▶ [Directions for this task]: Copy out the rows below with "whole pixels" swapped for "integer pixels" wherever it occurs, keeping everything else the same. Omit the pictures from your copy.

▶ [Records shown]:
════════════════════

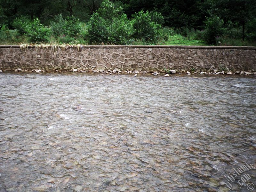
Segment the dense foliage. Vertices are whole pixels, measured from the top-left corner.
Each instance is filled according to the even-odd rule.
[[[177,39],[255,46],[256,1],[0,0],[2,44],[166,44]]]

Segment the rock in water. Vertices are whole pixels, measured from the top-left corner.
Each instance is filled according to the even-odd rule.
[[[176,70],[170,70],[170,71],[171,74],[175,74],[176,73]]]
[[[247,71],[245,71],[244,72],[244,73],[245,74],[245,75],[251,75],[251,74],[252,74],[250,72],[247,72]]]

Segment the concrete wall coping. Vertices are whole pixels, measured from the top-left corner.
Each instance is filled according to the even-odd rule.
[[[256,50],[256,47],[238,47],[233,46],[190,46],[180,45],[82,45],[84,49],[89,48],[169,48],[172,49],[254,49]],[[0,48],[8,48],[10,47],[20,48],[20,45],[0,45]],[[50,45],[48,48],[51,48],[53,46]],[[28,48],[34,48],[35,45],[30,45]],[[55,48],[55,47],[54,47]],[[76,48],[75,47],[69,46],[68,48]]]

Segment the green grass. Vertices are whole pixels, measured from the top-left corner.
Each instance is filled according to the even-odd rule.
[[[190,40],[180,34],[170,36],[166,41],[159,44],[165,45],[208,45],[201,40]]]

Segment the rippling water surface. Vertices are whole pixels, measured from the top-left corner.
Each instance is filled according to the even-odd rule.
[[[228,191],[256,78],[205,76],[0,74],[0,191]]]

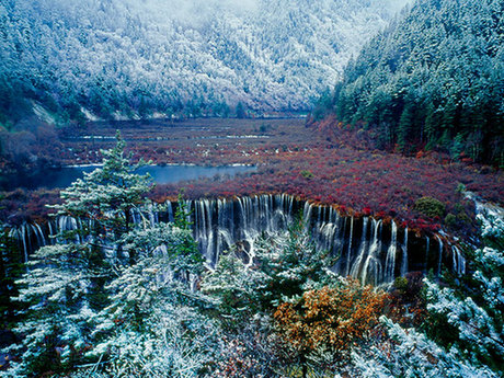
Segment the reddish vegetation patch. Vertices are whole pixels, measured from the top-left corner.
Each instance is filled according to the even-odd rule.
[[[157,201],[175,198],[182,188],[188,198],[288,193],[333,205],[344,214],[394,218],[419,231],[446,224],[463,234],[473,226],[473,206],[457,191],[459,184],[489,201],[502,203],[504,198],[500,171],[456,163],[443,154],[403,157],[375,150],[366,131],[355,131],[334,119],[310,127],[302,119],[90,125],[62,138],[65,148],[73,153],[66,162],[96,161],[95,151],[113,145],[117,126],[123,127],[128,149],[137,158],[158,163],[257,164],[256,172],[233,180],[160,185],[152,193]],[[106,139],[83,138],[90,134]],[[425,196],[445,205],[443,216],[432,219],[415,209],[415,202]]]

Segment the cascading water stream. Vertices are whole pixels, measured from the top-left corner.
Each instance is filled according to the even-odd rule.
[[[402,247],[401,276],[408,273],[408,227],[404,229],[404,242]]]
[[[177,203],[168,201],[164,205],[147,207],[144,215],[131,211],[131,219],[137,225],[156,224],[160,219],[173,221],[177,206]],[[437,274],[440,272],[440,238],[436,236],[439,242],[439,260],[436,264],[428,256],[429,239],[410,244],[408,229],[404,229],[400,243],[394,221],[387,224],[368,217],[343,217],[333,207],[317,206],[286,194],[187,201],[185,206],[194,238],[210,267],[215,267],[220,253],[232,245],[236,245],[234,251],[244,263],[252,265],[255,257],[254,241],[262,234],[274,237],[285,231],[297,219],[299,211],[303,210],[302,220],[316,247],[339,257],[332,266],[335,273],[351,275],[364,283],[390,283],[397,274],[408,273],[410,255],[421,262],[422,270],[431,267]],[[55,237],[58,239],[57,236],[65,231],[76,231],[76,242],[83,242],[82,232],[79,232],[83,227],[92,229],[93,222],[83,224],[80,219],[59,216],[44,227],[25,224],[12,228],[10,236],[19,241],[26,260],[36,248],[62,242],[55,240]],[[426,245],[426,249],[420,250],[419,245]],[[398,259],[398,253],[401,259]],[[431,262],[433,266],[429,266]],[[465,272],[466,262],[458,249],[453,249],[453,260],[449,263],[455,272]]]
[[[387,250],[387,259],[385,260],[385,280],[392,282],[396,270],[396,256],[398,253],[398,225],[392,220],[392,231],[390,245]]]

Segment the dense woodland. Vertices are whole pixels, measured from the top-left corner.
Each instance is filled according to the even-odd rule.
[[[380,32],[324,101],[377,145],[504,164],[500,0],[421,0]]]
[[[404,2],[2,0],[0,123],[305,111]]]
[[[443,286],[412,273],[387,293],[340,277],[301,218],[260,238],[254,264],[231,249],[209,270],[182,198],[173,224],[131,222],[151,184],[123,148],[61,192],[56,209],[82,227],[39,249],[16,280],[20,339],[1,376],[501,376],[502,219],[480,214],[470,273],[447,272]]]
[[[0,0],[0,169],[30,167],[57,136],[60,159],[103,158],[49,206],[79,227],[27,262],[10,231],[47,221],[56,192],[0,194],[0,377],[504,377],[502,209],[466,192],[503,203],[502,0],[416,0],[393,19],[404,3]],[[250,142],[231,124],[197,141],[174,131],[181,115],[307,110],[342,72],[295,141],[282,122],[247,124]],[[119,133],[99,153],[103,124],[87,124],[157,116],[168,136],[146,123],[135,160]],[[261,167],[154,187],[141,157]],[[341,254],[316,248],[302,213],[259,236],[254,259],[234,245],[209,266],[186,199],[264,193],[437,238],[438,272],[380,287],[339,276]],[[176,194],[174,220],[152,220]]]

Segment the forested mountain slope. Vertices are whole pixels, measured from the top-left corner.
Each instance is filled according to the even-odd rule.
[[[332,102],[380,147],[504,163],[504,3],[417,0],[345,69]]]
[[[406,2],[1,0],[0,122],[307,110]]]

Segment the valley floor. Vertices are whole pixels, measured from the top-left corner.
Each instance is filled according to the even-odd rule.
[[[301,118],[90,123],[62,129],[57,146],[45,146],[39,154],[64,165],[96,163],[100,149],[115,144],[117,129],[134,160],[257,165],[256,172],[232,180],[159,185],[152,193],[157,201],[174,198],[181,190],[188,198],[288,193],[334,205],[343,214],[394,218],[419,231],[435,231],[444,224],[465,234],[474,229],[473,205],[461,188],[496,203],[504,198],[500,171],[449,161],[443,154],[403,157],[379,151],[365,133],[330,121],[309,126]],[[28,205],[20,211],[44,213],[47,196],[44,191],[28,195],[24,198]],[[12,203],[23,203],[22,197],[19,192],[7,194],[4,214],[15,207]],[[425,214],[417,206],[423,197],[437,199],[444,208]]]

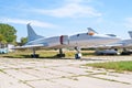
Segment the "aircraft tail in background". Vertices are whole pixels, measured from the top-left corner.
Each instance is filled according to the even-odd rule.
[[[41,37],[43,37],[43,36],[37,35],[29,23],[28,24],[28,41],[30,42],[30,41],[34,41],[34,40],[37,40]]]
[[[129,31],[128,33],[130,34],[130,37],[132,38],[132,31]]]

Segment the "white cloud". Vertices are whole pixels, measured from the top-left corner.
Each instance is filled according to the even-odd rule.
[[[22,20],[22,19],[9,19],[9,18],[1,18],[0,22],[2,23],[14,23],[14,24],[28,24],[31,23],[34,26],[40,26],[40,28],[56,28],[57,25],[46,23],[46,22],[41,22],[37,20]]]
[[[72,0],[70,3],[67,2],[63,7],[56,9],[33,9],[31,11],[57,18],[101,16],[101,13],[97,12],[92,7],[80,4],[81,1],[82,0]]]

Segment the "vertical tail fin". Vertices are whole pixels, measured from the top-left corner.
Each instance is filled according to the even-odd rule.
[[[37,35],[29,23],[28,24],[28,41],[30,42],[30,41],[34,41],[34,40],[37,40],[37,38],[41,38],[41,37],[43,37],[43,36]]]
[[[132,31],[129,31],[130,37],[132,38]]]

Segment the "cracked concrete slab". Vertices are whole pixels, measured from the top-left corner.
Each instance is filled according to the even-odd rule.
[[[132,73],[86,67],[87,63],[132,61],[131,56],[82,59],[0,58],[0,88],[132,88]]]

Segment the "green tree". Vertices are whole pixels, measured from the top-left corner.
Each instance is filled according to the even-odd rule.
[[[21,37],[21,45],[24,45],[28,42],[28,37]]]
[[[14,43],[16,41],[16,30],[9,25],[0,23],[0,41],[4,43]]]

════════════════════

▶ [Answer to the exercise]:
Segment the dense foliage. Vertices are integer pixels, measured from the top-left corner.
Each instance is filled according to the even-odd rule.
[[[177,39],[255,46],[256,1],[0,0],[2,44],[166,44]]]

Segment the rock in water. Vertices are integer pixels, measured from the top-left corner.
Each instance is filled according to the even-odd rule.
[[[176,70],[170,70],[170,71],[171,74],[175,74],[176,73]]]
[[[247,71],[245,71],[244,72],[244,73],[245,74],[245,75],[251,75],[251,74],[252,74],[250,72],[247,72]]]

Segment the concrete wall coping. Vertices are integer pixels, measured from the top-left corner.
Each instance is filled according to the even-odd rule.
[[[256,50],[256,47],[238,47],[233,46],[190,46],[180,45],[82,45],[84,49],[89,48],[169,48],[172,49],[254,49]],[[0,48],[8,48],[10,47],[20,48],[20,45],[0,45]],[[50,45],[48,48],[51,48],[53,46]],[[28,48],[34,48],[35,45],[30,45]],[[55,48],[55,47],[54,47]],[[76,48],[75,47],[69,46],[68,48]]]

Segment the green grass. Vertices are integer pixels, measured from the top-left corner.
Each instance is filled according to the even-odd rule.
[[[190,40],[180,34],[170,36],[166,41],[159,44],[165,45],[208,45],[201,40]]]

Segment the rippling water surface. Vertices are integer pixels, measured from the top-left corner.
Each instance is filled according to the even-odd rule.
[[[228,191],[256,78],[205,76],[0,74],[0,191]]]

Segment the reddish vegetation patch. Vertices are integer pixels, measured from the top-left corner.
Each instance is filled according to the even-odd rule.
[[[157,201],[175,198],[182,188],[188,198],[288,193],[333,205],[344,214],[394,218],[419,231],[446,224],[463,234],[473,226],[473,206],[457,191],[459,184],[489,201],[502,203],[504,198],[500,171],[456,163],[443,154],[403,157],[375,150],[366,131],[355,131],[334,119],[310,127],[302,119],[90,125],[62,138],[65,148],[73,153],[66,162],[96,161],[95,151],[113,145],[117,126],[123,127],[128,149],[137,158],[158,163],[257,164],[256,172],[233,180],[160,185],[152,193]],[[106,139],[83,138],[90,134]],[[425,196],[445,205],[443,216],[432,219],[415,209],[415,202]]]

Segment the cascading water stream. Vertices are integer pixels, measured from the top-left corner.
Each instance is filled according to the even-odd rule.
[[[402,247],[401,276],[408,273],[408,227],[404,229],[404,242]]]
[[[177,203],[168,201],[164,205],[147,207],[144,215],[131,211],[131,219],[137,225],[156,224],[160,219],[173,221],[177,206]],[[437,274],[440,272],[440,238],[436,236],[439,242],[439,260],[436,264],[428,256],[429,239],[410,244],[408,229],[404,229],[400,243],[394,221],[387,224],[368,217],[343,217],[333,207],[317,206],[286,194],[187,201],[185,206],[194,238],[210,267],[215,267],[220,253],[232,245],[236,245],[234,251],[244,263],[252,265],[255,257],[254,241],[262,234],[274,237],[285,231],[297,219],[299,211],[303,210],[302,220],[316,247],[339,257],[332,266],[335,273],[351,275],[364,283],[390,283],[397,274],[408,273],[410,255],[421,262],[422,270],[431,267]],[[55,237],[58,239],[57,236],[65,231],[76,231],[76,242],[83,242],[82,232],[79,232],[83,227],[92,229],[93,222],[83,224],[80,219],[59,216],[44,227],[25,224],[12,228],[10,236],[19,241],[26,260],[36,248],[62,242],[55,240]],[[426,245],[426,249],[420,250],[419,245]],[[398,259],[398,253],[401,259]],[[431,262],[433,266],[429,266]],[[465,272],[466,262],[458,249],[453,249],[453,260],[449,263],[455,272]]]
[[[387,250],[387,259],[385,260],[385,280],[392,282],[396,270],[396,256],[398,253],[398,225],[392,220],[392,231],[390,245]]]

Segment the dense woodland. Vertices are integer pixels, measured from the top-left corner.
Each instance is filled according to the even-odd rule.
[[[380,32],[324,101],[377,145],[504,164],[500,0],[421,0]]]
[[[404,2],[2,0],[0,123],[305,111]]]
[[[443,286],[412,273],[387,293],[340,277],[301,218],[260,238],[254,264],[231,249],[209,270],[182,198],[173,224],[131,222],[151,184],[123,148],[61,192],[56,209],[82,227],[39,249],[16,280],[20,339],[1,376],[501,376],[502,219],[480,214],[470,273],[447,272]]]
[[[0,0],[0,169],[30,167],[57,136],[60,159],[103,158],[49,206],[79,227],[27,262],[10,231],[47,221],[56,192],[0,194],[0,377],[504,377],[502,209],[466,192],[503,203],[502,0],[416,0],[393,19],[404,3]],[[250,142],[231,124],[197,141],[174,131],[181,115],[307,110],[342,72],[295,141],[282,122],[247,124]],[[119,133],[99,153],[103,124],[87,124],[157,116],[168,136],[146,123],[135,160]],[[261,167],[154,187],[141,157]],[[341,254],[316,248],[302,213],[259,236],[254,259],[234,245],[209,266],[186,199],[264,193],[437,238],[438,272],[380,287],[339,276]],[[176,194],[174,220],[152,220]]]

Segment the forested mountain slope. Vertices are integer pixels, measured from the top-left corner.
Each instance is filled according to the even-odd rule.
[[[332,102],[380,147],[504,163],[504,3],[417,0],[345,69]]]
[[[406,2],[1,0],[0,122],[307,110]]]

Segment the valley floor. Vertices are integer pixels, measured from the top-left corner.
Each instance is filled according to the even-odd rule.
[[[301,118],[90,123],[62,129],[57,146],[45,146],[39,154],[64,165],[96,163],[100,149],[115,144],[117,129],[134,160],[257,165],[256,172],[232,180],[159,185],[152,193],[157,201],[174,198],[181,190],[188,198],[288,193],[334,205],[343,214],[394,218],[419,231],[435,231],[444,224],[465,234],[474,229],[473,205],[461,188],[496,203],[504,198],[500,171],[449,161],[443,154],[403,157],[379,151],[365,133],[330,121],[309,126]],[[28,205],[20,211],[44,213],[47,196],[44,191],[28,195],[24,198]],[[12,203],[23,203],[22,197],[19,192],[7,194],[4,214],[15,207]],[[425,214],[417,206],[423,197],[437,199],[444,208]]]

Segment the "aircraft tail in background". Vertices are integer pixels, measured from the top-left corner.
Each instance is filled according to the even-odd rule.
[[[41,37],[43,37],[43,36],[37,35],[29,23],[28,24],[28,41],[30,42],[30,41],[34,41],[34,40],[37,40]]]
[[[129,31],[128,33],[130,34],[130,37],[132,38],[132,31]]]

Segment the "white cloud". Vertices are integer pixels, measured from the top-left corner.
Each instance is filled according to the even-odd rule.
[[[22,20],[22,19],[9,19],[9,18],[1,18],[0,22],[2,23],[14,23],[14,24],[28,24],[31,23],[34,26],[40,26],[40,28],[56,28],[57,25],[46,23],[46,22],[41,22],[37,20]]]
[[[72,0],[70,3],[67,2],[63,7],[56,9],[33,9],[31,11],[57,18],[101,16],[101,13],[97,12],[92,7],[80,4],[81,1],[82,0]]]

Segment the "vertical tail fin". Vertices are integer pixels, measured from the top-left corner.
Each instance is filled according to the even-odd rule.
[[[37,35],[29,23],[28,24],[28,41],[30,42],[30,41],[34,41],[34,40],[37,40],[37,38],[41,38],[41,37],[43,37],[43,36]]]
[[[132,31],[129,31],[130,37],[132,38]]]

Segment the "cracked concrete slab". Vertices are integer pixels, measured from the top-left corner.
Each instance is filled according to the even-odd rule.
[[[132,73],[86,67],[87,63],[132,61],[131,56],[82,59],[0,58],[0,88],[132,88]]]

Segment the "green tree". Vertices are integer pixels, measured from the top-left corner.
Each instance is filled according to the even-odd rule.
[[[21,37],[21,45],[24,45],[28,42],[28,37]]]
[[[14,43],[16,41],[16,30],[9,25],[0,23],[0,41],[4,43]]]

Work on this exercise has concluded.